What you have to do> When you reach the line that contains "Set-play tagging: locate each instance of the black ski" below, transcribe it and each line after it word for word to the end of the records, omitting pictures.

Records from a data source:
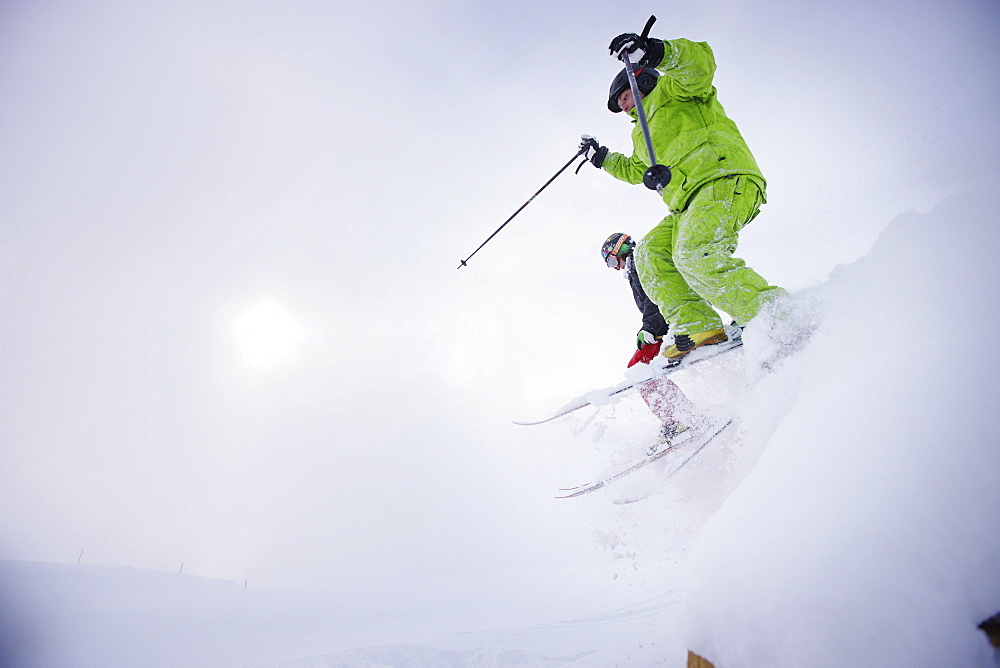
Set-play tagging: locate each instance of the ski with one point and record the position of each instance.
(695, 357)
(594, 486)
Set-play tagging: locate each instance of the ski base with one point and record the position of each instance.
(697, 356)
(594, 486)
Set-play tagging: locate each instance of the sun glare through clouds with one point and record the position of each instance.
(267, 335)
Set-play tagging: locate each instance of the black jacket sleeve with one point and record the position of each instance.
(652, 320)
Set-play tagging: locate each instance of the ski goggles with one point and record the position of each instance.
(612, 257)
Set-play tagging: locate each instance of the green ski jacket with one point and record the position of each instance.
(690, 130)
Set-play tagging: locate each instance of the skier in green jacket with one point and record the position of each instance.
(686, 262)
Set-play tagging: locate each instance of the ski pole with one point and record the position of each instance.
(578, 154)
(657, 176)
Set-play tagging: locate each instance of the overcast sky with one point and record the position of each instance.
(175, 174)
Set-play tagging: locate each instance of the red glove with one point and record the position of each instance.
(646, 354)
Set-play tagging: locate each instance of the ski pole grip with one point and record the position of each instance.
(649, 24)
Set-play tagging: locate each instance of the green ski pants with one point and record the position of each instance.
(686, 263)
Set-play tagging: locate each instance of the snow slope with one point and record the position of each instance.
(852, 521)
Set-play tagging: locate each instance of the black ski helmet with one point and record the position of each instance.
(645, 78)
(617, 245)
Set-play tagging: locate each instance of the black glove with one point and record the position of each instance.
(642, 52)
(600, 152)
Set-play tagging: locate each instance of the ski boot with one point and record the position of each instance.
(685, 343)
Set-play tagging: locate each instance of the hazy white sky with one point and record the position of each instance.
(171, 169)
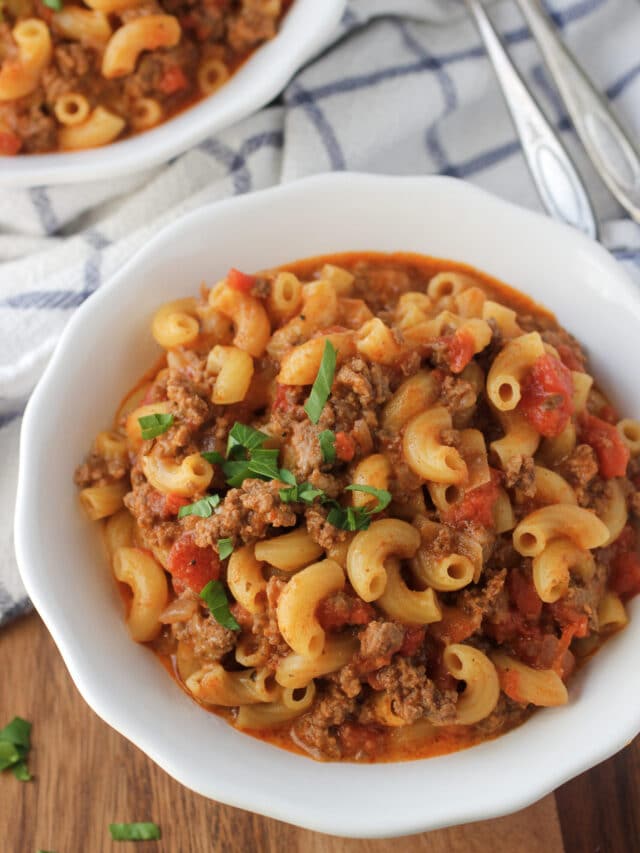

Finished task>
Set-play tagging: locate each instance of the black ski helmet with one point and record the position of each instance.
(645, 78)
(617, 245)
Set-play tagging: locate each instance of the black glove with one point and record the position of each instance.
(642, 52)
(600, 152)
Set-play tagging: locate each instance of the ski boot with one point and record the position of each instance.
(685, 343)
Set-play tagging: locate each instance of the hazy white sky with one point and record the position of each instance.
(171, 169)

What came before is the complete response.